§ PROBLEMS TO WORK ON
1. Return a passage from the stock market report word for word, beginning at the words "U.S. stocks closed" and stopping after "in New York.".
2. In the stock market report, what position does Oliver Pursche hold?

§ PROVIDED TEXT
U.S. stocks closed modestly lower on Friday, the last trading day of 2023, capping a robust year-end rally as investors eyed easier monetary policy in the year ahead.
The stock market has seen remarkable upward momentum in the closing months of the year, powering all three major indexes to monthly, quarterly and annual gains.
For the year, all three posted double-digit growth.
«On January of this year, 363 days ago, if I said I think the S&P is going to gain more than 20% in 2023, you would have put me into the slightly nutty category,» said Oliver Pursche, senior vice president at Wealthspire Advisors, in New York.
«There's certainly reason to be pleased this year and there's reason for optimism going into 2024.»
Even so, all three major U.S. stock indexes ended the session lower.
«There's really no reason for today's small sell-off,» Pursche added.
«There's no news that's driving it.»
«I would ascribe it to last-minute portfolio changes, profit taking as we enter the new year, and perhaps some rebalancing.»

§ GIVEN INFORMATION
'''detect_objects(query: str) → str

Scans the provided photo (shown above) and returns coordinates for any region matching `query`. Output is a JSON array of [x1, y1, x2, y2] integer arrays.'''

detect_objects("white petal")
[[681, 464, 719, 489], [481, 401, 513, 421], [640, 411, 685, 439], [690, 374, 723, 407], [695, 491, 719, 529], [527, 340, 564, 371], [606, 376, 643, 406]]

§ OUTPUTS FOR THE TASKS
1.
U.S. stocks closed modestly lower on Friday, the last trading day of 2023, capping a robust year-end rally as investors eyed easier monetary policy in the year ahead.
The stock market has seen remarkable upward momentum in the closing months of the year, powering all three major indexes to monthly, quarterly and annual gains.
For the year, all three posted double-digit growth.
«On January of this year, 363 days ago, if I said I think the S&P is going to gain more than 20% in 2023, you would have put me into the slightly nutty category,» said Oliver Pursche, senior vice president at Wealthspire Advisors, in New York.

2. Senior vice president at Wealthspire Advisors